# Gilson 476A Springs and Parts



## CaffeineTripp (Nov 13, 2013)

Having a really difficult time finding springs for this old snowblower we just picked up. The spring that we're really in need of is the one that 'ties' the idler pulleys together it looks like.



As you can see, there's a bungie cord holding tension.



And this is the spring that I'll be looking for. It broke on one end and is getting very close to breaking on the other side. The spring has a decent amount of tension to it.


----------



## micah68kj (Oct 8, 2011)

Get in touch with Spectrum (Pete) on here. He's forgotten more about Gilson's than all the rest of us combined, know about them. He also can hook you up with just about *any* part you need or he can tell you where to get it. He also has a web site dedicated to Gilson blowers. Slectrum is who you want.
Google Gilson snowblower page and you will more than likely find him there as well. 
Keep us posted! Those Gilsons are wonderful machines.
You sure those idler pulleys are "tied together"? It doesn't seem right somehow.


----------



## Shryp (Jan 1, 2011)

Yea, that seams odd to have both of them on 1 spring. Never looked at a Gilson though. Have you tried local hardware stores? Most of them stock a variety of springs. That doesn't look like it would be too critical of a size.


----------



## micah68kj (Oct 8, 2011)

Just going by memory I can tell you that you need two different springs. I just don't see how it could possibly have only one spring. You need to talk to Pete at the Gilson page.


----------



## nt40lanman (Dec 31, 2012)

It looks like the rear (wheel drive) idler pivots from the left and the front idler pivots from the right. So one spring can pull on both idlers, one on each end of the spring. 

You can definitely use a generic spring but you'll have to work out tension, length and extension.


----------



## micah68kj (Oct 8, 2011)

That may be the case but I don't remember my old Gilson having only one spring. Of course not all Gilsons are the same either.


----------



## CaffeineTripp (Nov 13, 2013)

I'll give him a message. The guy it got bought from said it was missing a spring, along with one spring that was found on the driveway of purchase. Most likely an original. Then again, I haven't found any substantial pictures or diagrams of the Gilson.

I'm sure that the spring which is picture in the foreground on the second picture is from the blower though, but haven't delved too much into where it came from other than seeing two holes where the spring could fit rather well in between the pulleys running side to side.


----------



## micah68kj (Oct 8, 2011)

Maybe this will help.


----------



## CaffeineTripp (Nov 13, 2013)

micah68kj said:


> Maybe this will help.


Somewhat. For now the spring is my least concern. Apparently when the machine was bought, the previous owner and current owner neglected to turn the fuel cut off. Needless to say the carb is gummed up. I doubt I'll need to replace absolutely everything in the carb, but it couldn't hurt do it all once I've got it apart.

I work at an auto parts store here in Duluth, MN, and we've got ourselves quite a few small engine parts books, Primeline for one, where it lists a few different options for carb rebuild kits available for the B&S engines, along with many many others. Problem is I can't seem to find out exactly the model of the B&S engine I've got. It's the 8HP so it should be somewhere, according to the Primeline book, 190000-195000 models.

GIVEN PROBLEM >> Summarize the Gilson snowblower thread in three sentences.

RECORD LIST >>
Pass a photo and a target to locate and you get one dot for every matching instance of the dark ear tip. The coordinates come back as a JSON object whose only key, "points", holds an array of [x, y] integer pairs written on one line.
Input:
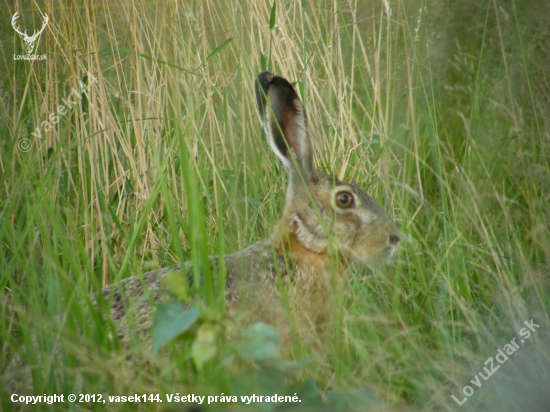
{"points": [[262, 81], [264, 78]]}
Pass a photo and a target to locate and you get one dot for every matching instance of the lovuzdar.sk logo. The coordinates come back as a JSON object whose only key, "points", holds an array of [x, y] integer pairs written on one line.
{"points": [[29, 40]]}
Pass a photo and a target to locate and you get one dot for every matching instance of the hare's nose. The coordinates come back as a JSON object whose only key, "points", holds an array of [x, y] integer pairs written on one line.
{"points": [[394, 239]]}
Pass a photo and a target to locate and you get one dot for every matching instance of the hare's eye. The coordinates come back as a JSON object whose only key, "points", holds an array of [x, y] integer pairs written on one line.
{"points": [[344, 200]]}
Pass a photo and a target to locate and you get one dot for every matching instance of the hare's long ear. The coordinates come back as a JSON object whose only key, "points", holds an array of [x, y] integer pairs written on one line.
{"points": [[285, 122]]}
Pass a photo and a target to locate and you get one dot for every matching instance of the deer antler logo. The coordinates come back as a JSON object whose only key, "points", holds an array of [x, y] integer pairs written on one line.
{"points": [[29, 40]]}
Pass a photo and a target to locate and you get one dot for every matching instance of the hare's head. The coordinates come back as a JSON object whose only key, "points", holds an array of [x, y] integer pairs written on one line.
{"points": [[319, 209]]}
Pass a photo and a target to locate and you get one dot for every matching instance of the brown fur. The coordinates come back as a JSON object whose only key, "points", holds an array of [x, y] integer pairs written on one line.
{"points": [[310, 249]]}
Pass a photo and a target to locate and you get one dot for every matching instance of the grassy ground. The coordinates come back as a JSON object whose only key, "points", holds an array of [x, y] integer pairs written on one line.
{"points": [[440, 112]]}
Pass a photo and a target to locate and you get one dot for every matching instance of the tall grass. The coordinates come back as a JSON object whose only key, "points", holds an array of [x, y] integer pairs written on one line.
{"points": [[440, 112]]}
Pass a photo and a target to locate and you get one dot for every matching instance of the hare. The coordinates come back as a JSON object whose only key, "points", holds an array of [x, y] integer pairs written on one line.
{"points": [[326, 226]]}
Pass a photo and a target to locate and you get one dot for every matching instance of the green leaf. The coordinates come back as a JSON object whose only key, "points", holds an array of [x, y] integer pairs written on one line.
{"points": [[355, 399], [204, 346], [273, 16], [171, 320]]}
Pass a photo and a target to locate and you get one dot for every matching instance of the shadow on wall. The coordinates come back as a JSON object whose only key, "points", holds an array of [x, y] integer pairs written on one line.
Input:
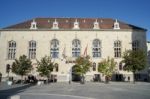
{"points": [[5, 93]]}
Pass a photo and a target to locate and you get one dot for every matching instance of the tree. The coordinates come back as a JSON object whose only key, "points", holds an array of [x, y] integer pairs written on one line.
{"points": [[82, 66], [22, 66], [45, 66], [107, 67], [134, 61]]}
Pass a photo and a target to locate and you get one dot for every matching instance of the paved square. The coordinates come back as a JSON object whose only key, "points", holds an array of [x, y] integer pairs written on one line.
{"points": [[114, 90]]}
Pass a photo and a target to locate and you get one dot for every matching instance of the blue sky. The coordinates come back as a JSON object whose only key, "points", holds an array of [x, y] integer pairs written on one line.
{"points": [[135, 12]]}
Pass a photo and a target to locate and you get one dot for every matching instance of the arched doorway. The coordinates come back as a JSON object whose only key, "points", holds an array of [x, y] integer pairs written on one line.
{"points": [[75, 77]]}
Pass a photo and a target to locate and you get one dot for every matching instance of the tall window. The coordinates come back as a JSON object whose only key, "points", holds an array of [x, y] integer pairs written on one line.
{"points": [[117, 48], [120, 66], [96, 48], [54, 48], [56, 67], [11, 50], [94, 66], [135, 45], [76, 48], [32, 49]]}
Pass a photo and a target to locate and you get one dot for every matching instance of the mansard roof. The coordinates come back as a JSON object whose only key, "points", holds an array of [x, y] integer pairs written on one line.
{"points": [[67, 23]]}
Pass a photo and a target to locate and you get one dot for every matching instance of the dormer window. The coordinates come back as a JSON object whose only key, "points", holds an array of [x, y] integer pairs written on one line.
{"points": [[76, 24], [55, 25], [116, 25], [33, 25], [96, 24]]}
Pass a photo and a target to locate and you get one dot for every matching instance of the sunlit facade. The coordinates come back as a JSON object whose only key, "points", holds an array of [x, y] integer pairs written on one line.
{"points": [[65, 39]]}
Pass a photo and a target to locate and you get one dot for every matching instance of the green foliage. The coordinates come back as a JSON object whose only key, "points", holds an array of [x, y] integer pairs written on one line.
{"points": [[82, 65], [22, 66], [45, 66], [107, 67], [134, 60]]}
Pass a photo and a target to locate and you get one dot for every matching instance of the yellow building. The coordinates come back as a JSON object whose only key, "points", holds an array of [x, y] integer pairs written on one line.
{"points": [[57, 37]]}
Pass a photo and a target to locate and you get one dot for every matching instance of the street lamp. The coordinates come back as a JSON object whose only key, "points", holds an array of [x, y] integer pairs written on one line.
{"points": [[149, 74]]}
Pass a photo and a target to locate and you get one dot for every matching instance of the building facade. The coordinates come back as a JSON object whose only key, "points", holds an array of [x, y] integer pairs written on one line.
{"points": [[64, 39]]}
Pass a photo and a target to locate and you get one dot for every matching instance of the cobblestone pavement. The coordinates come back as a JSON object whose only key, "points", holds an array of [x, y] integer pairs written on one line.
{"points": [[113, 90]]}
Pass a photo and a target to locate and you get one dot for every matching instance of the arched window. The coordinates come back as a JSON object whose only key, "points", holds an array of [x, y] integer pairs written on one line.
{"points": [[54, 48], [135, 45], [76, 48], [96, 48], [32, 49], [11, 50], [117, 48], [94, 66]]}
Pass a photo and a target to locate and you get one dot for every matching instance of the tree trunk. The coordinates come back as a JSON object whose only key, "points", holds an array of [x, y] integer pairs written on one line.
{"points": [[21, 79]]}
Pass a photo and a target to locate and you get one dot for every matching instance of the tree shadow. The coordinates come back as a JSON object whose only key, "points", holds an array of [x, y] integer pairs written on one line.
{"points": [[6, 93]]}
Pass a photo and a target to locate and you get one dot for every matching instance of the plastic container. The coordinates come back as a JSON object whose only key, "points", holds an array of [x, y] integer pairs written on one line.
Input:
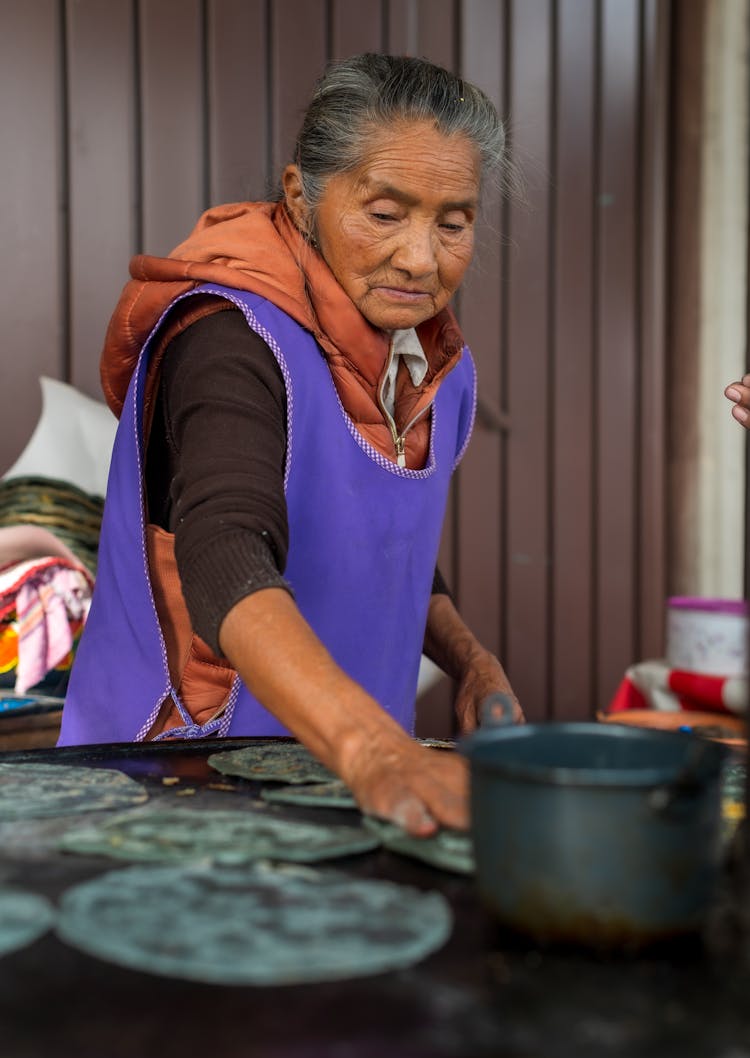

SOLUTION FOR THIS EXERCISE >> CaffeineTripp is trying to find a spring that seems to tie together the idler pulleys on an old Gilson 476A snowblower, which is held under tension with a bungee cord for now. Other members doubt that one spring serves both idlers and suggest asking Pete, who runs a Gilson site and can supply parts, or checking local hardware stores, while nt40lanman explains that the two idlers pivot from opposite sides, so one spring could pull both and a generic spring would work. CaffeineTripp later says the spring matters less than the carburetor, which is gummed up because the fuel was never shut off, and cannot find the exact model of the 8HP Briggs & Stratton engine to pick a rebuild kit.